* Problem:
Extend the passage on gardening, language learning, and brain health, picking up right after its final sentence.

* Page extract:
Although most people wouldn’t know it, gardening comes with a wide range of benefits to your mental health. As a treatment intervention method, horticulture has been used for a very long time. It’s almost instinctive for people to assume that close proximity with the earth and growing things leads to improved wellbeing, physically as well as emotionally. But in the 1940s and 50s, it became a more common practice. Since then, gardening has been recommended as a form of therapy for war veterans and people with specific illnesses and disabilities.

Many professionals employ horticulture therapy techniques to help their patients learn new skills and regain ones they had lost, leading to improvements in memory, language, cognition, and socialization. There are even specially-designed therapeutic gardens made to assist with sensory-orientation.

You may not suffer from trauma or disease, but the rejuvenating properties of gardening may still do wonders for your sense of wellbeing. People today deal with an incredible amount of stimulation and stress on a daily basis, making the calming, predictable nature of tending a garden a welcome shift.

In addition to offering therapeutic, stress-relieving benefits, it is now thought that gardening may provide more practical benefits to cognition. In 2019, a study was conducted to uncover the effects of gardening upon the levels of brain nerve growth factors. These factors are thought to be associated with cognition and memory, meaning that an increase in these levels could mean a boost in brainpower. Through the experiment, 41 individuals aged around 76 on average were tested before and after treatment. The treatment involved low- to moderate-intensity physical activity for 20 minutes, pulling weeds, digging, transplanting, and more. After the experiment, concentrations of two out of three nerve growth factors had increased. This was a significant discovery that seems to add support to the idea that gardening is an effective brain-boosting activity.

Learning a Second Language

Finding anyone who knows how to speak more than one language is unusual. It’s so unusual, in fact, that only 17% of people in America speak a second language. But if more people knew how much learning a new language could impact your brain for the better, it might not be so uncommon.

* Data under study:
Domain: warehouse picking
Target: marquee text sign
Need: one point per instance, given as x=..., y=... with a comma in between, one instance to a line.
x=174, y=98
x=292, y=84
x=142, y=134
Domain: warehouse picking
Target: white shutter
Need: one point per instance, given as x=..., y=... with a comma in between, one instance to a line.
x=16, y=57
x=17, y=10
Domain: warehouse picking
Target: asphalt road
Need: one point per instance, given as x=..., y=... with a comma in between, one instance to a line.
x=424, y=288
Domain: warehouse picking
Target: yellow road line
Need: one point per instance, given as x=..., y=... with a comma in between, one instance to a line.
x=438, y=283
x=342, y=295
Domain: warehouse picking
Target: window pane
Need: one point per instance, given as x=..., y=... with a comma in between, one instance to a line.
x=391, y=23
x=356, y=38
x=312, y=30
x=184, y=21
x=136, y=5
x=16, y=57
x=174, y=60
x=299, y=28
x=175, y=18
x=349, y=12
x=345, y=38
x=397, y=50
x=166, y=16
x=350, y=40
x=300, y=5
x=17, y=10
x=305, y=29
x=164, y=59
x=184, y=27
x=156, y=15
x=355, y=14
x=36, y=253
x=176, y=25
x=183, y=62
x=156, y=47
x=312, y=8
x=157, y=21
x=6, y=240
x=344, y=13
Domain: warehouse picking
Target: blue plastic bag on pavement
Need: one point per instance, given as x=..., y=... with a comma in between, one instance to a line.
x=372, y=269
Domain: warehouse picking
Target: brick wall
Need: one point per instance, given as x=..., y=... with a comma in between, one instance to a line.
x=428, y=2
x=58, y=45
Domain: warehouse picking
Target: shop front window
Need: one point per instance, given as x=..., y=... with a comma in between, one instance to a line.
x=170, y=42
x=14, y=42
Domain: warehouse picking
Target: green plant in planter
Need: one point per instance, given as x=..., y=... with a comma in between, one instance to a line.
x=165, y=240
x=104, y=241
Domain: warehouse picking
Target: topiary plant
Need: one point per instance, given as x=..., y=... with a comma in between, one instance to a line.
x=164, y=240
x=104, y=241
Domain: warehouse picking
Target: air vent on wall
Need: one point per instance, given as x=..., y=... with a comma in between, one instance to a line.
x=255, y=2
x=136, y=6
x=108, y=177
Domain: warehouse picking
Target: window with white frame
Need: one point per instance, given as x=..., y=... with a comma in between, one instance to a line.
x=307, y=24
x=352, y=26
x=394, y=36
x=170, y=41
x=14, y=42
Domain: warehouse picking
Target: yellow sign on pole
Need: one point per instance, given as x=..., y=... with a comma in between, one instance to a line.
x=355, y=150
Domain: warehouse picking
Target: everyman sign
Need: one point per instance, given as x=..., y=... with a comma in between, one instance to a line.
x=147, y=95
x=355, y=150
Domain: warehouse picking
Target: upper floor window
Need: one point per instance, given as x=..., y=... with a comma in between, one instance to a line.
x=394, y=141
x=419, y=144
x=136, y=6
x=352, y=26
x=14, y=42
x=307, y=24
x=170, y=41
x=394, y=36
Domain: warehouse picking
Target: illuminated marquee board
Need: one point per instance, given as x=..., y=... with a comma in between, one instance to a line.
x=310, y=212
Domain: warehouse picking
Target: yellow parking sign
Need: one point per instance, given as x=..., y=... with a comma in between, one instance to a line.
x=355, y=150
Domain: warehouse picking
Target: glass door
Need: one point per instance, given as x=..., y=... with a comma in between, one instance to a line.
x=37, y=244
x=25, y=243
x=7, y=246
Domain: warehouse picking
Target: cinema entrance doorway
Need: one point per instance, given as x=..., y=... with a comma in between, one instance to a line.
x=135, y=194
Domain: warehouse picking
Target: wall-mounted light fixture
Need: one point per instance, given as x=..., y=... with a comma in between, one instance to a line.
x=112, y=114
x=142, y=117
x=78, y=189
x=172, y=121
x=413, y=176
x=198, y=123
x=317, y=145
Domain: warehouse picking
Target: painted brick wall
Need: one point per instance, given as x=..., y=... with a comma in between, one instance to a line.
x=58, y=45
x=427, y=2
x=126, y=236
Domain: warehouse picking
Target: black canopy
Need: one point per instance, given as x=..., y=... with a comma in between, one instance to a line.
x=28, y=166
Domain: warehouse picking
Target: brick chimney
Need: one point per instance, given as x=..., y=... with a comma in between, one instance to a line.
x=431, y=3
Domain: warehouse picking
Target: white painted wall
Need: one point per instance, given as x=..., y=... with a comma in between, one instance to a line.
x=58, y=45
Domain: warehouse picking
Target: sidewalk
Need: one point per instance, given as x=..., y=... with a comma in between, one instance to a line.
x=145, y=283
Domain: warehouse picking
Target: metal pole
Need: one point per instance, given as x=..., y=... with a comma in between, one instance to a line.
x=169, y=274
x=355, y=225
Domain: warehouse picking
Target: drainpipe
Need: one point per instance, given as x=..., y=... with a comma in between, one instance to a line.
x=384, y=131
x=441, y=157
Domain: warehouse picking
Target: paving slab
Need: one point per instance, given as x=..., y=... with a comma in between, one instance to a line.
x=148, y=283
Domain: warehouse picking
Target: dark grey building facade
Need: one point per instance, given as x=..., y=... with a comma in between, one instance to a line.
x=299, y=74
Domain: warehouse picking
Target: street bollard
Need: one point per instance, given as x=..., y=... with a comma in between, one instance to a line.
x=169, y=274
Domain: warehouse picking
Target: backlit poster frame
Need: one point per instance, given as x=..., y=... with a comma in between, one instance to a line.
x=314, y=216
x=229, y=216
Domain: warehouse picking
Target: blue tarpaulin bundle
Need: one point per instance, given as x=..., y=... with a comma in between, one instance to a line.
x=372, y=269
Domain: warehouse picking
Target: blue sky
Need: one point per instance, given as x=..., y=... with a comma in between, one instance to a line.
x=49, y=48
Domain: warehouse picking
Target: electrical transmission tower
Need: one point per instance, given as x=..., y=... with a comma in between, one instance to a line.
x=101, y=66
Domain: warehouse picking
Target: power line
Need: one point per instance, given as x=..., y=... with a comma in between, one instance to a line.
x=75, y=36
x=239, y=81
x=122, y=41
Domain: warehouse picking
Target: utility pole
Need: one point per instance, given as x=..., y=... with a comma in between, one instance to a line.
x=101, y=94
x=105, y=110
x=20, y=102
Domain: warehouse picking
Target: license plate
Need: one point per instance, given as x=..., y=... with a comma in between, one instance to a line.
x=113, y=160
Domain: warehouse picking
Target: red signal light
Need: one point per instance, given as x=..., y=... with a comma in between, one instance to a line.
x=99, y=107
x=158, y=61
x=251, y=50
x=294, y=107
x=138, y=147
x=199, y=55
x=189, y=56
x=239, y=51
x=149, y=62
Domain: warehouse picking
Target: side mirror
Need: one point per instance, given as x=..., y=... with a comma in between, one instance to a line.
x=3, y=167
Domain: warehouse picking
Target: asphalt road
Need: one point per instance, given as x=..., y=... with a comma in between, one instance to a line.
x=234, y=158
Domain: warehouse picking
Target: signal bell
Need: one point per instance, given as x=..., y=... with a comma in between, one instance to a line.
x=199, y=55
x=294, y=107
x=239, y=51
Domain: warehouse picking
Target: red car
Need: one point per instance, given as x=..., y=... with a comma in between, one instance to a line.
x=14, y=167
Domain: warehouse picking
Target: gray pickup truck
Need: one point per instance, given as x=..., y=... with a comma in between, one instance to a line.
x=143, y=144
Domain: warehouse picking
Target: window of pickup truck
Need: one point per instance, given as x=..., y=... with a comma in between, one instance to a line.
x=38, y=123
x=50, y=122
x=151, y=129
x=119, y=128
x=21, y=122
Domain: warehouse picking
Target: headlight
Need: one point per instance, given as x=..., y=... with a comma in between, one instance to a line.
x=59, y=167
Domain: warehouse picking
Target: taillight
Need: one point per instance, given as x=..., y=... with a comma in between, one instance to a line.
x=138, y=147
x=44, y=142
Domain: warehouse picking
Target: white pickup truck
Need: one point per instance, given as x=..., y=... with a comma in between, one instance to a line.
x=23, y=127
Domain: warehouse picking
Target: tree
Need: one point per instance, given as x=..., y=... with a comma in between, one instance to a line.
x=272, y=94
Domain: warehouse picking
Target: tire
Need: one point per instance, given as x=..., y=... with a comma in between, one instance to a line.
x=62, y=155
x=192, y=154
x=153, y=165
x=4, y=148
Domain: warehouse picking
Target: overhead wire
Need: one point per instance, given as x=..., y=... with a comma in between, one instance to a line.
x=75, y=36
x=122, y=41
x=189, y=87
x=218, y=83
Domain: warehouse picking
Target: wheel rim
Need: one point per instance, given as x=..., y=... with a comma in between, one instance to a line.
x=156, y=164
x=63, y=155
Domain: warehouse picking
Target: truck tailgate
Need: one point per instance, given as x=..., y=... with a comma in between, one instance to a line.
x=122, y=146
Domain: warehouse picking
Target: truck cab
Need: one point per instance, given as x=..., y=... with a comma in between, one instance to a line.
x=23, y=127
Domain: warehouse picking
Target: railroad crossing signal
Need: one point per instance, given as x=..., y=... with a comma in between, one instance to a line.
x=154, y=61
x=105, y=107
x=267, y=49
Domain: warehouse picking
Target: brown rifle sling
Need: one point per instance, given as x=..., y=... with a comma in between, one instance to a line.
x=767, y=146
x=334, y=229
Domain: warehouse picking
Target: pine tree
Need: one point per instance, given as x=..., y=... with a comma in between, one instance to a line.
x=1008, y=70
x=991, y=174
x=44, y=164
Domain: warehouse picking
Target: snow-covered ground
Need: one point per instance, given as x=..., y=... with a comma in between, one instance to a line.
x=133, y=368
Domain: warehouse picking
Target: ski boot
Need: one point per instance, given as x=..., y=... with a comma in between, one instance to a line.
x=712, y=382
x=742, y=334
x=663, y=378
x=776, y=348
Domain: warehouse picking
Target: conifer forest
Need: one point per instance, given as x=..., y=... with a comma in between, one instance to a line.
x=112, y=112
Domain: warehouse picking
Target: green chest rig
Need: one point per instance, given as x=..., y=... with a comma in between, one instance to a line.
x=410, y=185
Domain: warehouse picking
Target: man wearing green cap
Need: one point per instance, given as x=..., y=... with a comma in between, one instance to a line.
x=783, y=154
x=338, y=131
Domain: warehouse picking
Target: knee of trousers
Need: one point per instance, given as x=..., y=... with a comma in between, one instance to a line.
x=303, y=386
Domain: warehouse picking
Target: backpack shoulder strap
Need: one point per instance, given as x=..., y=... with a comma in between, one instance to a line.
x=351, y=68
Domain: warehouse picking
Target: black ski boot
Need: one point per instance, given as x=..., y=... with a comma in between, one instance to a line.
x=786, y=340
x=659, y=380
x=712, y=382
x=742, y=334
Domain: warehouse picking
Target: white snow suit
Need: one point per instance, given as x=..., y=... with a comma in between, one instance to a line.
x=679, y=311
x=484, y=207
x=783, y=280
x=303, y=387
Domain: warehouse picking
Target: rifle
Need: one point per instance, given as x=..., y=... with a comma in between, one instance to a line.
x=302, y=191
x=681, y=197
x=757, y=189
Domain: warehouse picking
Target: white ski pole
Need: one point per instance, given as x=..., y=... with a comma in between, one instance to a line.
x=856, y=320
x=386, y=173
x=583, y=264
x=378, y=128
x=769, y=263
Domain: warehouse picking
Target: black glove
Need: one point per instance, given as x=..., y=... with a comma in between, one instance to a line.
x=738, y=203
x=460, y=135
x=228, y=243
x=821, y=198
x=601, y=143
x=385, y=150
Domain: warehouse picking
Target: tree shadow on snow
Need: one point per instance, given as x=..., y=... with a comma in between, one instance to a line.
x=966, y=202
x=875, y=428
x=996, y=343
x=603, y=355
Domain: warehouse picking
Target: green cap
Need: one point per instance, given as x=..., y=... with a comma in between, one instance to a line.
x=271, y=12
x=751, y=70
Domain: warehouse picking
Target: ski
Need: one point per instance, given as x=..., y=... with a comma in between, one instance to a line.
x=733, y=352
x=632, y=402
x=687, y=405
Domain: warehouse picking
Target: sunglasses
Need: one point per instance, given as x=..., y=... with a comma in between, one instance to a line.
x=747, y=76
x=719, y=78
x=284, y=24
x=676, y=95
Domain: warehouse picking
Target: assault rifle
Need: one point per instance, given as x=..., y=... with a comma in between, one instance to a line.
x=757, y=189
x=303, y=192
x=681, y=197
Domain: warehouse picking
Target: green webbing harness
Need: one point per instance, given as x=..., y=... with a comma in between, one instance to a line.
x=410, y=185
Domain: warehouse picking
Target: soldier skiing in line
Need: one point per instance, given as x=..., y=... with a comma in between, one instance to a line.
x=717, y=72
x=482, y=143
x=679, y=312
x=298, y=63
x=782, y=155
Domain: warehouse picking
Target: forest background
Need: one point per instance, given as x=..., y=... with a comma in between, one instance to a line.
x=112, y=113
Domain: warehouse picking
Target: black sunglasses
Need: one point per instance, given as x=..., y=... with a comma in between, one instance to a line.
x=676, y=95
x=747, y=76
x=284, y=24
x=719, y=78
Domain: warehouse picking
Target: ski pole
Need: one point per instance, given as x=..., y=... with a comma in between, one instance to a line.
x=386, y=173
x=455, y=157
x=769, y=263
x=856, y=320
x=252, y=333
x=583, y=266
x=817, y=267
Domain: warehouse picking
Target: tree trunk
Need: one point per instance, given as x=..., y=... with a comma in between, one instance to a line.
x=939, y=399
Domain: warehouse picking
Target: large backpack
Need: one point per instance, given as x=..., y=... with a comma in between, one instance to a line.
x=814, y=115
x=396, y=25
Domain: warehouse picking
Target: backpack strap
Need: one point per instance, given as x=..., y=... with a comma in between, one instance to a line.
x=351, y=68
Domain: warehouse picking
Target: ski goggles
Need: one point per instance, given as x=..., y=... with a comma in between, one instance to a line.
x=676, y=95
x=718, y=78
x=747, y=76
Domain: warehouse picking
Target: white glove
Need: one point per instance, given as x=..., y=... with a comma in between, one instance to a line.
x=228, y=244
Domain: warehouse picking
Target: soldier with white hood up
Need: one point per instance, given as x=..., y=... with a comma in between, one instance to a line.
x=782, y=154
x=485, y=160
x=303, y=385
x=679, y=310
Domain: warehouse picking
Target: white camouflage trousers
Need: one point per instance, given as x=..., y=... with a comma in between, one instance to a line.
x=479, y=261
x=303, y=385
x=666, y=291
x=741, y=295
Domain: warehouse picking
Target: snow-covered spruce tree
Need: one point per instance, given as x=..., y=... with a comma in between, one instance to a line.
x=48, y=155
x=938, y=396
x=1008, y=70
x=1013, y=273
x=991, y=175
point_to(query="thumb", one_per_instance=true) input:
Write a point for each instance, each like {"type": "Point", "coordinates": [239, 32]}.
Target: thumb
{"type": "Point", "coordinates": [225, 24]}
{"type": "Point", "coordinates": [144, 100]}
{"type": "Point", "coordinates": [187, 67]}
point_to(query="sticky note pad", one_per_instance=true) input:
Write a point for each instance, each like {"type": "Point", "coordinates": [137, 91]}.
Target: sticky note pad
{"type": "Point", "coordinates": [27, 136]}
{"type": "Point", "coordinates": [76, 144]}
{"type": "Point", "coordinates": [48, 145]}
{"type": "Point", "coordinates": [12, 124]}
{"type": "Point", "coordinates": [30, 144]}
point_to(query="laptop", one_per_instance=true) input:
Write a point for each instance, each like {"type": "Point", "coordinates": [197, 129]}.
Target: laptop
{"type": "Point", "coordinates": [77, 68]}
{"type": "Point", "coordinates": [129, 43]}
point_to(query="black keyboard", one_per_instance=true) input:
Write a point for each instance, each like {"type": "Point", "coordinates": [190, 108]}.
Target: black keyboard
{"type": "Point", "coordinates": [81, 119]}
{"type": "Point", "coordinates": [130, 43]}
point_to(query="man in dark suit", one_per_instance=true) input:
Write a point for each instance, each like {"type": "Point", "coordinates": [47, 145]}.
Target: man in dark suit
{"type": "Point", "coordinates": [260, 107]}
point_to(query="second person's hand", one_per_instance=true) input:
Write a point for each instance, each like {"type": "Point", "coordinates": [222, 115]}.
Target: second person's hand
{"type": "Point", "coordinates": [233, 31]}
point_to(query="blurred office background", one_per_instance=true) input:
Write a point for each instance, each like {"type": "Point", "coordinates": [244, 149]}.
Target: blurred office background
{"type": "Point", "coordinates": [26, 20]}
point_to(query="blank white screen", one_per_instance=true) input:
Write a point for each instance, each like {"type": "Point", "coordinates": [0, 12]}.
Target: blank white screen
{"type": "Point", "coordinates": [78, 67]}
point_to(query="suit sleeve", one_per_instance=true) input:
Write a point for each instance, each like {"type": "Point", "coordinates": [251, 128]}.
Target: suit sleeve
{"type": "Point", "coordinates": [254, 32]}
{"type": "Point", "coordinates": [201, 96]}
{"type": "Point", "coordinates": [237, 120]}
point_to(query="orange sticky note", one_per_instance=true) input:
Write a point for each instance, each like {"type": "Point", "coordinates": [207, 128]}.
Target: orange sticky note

* Output for this task:
Your brain gets countless benefits when you learn a new language. People who understand and speak more than one language enjoy an improved memory; more effective critical-thinking and problem-solving skills; enhanced abilities of concentration; better listening skills; and an increased ability to multitask. Bilingual and multilingual people can switch back and forth between tasks quickly, and they’re better at monitoring changes in their environment. As if all that wasn’t enough, they also display signs of having greater flexibility and creativity. Finally, knowing more than one language helps to keep cognitive decline at bay as you age.

Knowing a second language can also lead to improved decision-making abilities. When you compare options while thinking or speaking in a language other than your mother tongue, your mind avoids the emotional connection you have to certain words and concepts, making it easier to draw objective, intelligent conclusions.

Laugh a Lot

We’ve all heard that laughter is the best medicine, but it may also be the best way to a happy, healthy brain!

While most emotional responses only affect certain parts of the brain, laughter causes multiple regions across the brain to be engaged. It’s almost like a full-body workout for your brain. Besides that, listening to jokes and making sense of punch lines triggers areas of the brain that are involved in learning and creativity.

To bring more laughter into your life, start by paying attention to laughter around you. When someone else finds something funny, they’re usually eager to share it with someone else, because it makes them the star of the show for a moment. Gravitate towards laughter and find out what’s so funny!

As you can see, boosting your brain power and improving your memory doesn’t have to be difficult. It can be as simple as cultivating a backyard flower patch or even visiting a comedy club. As a bonus, you just might gain a new appreciation for life.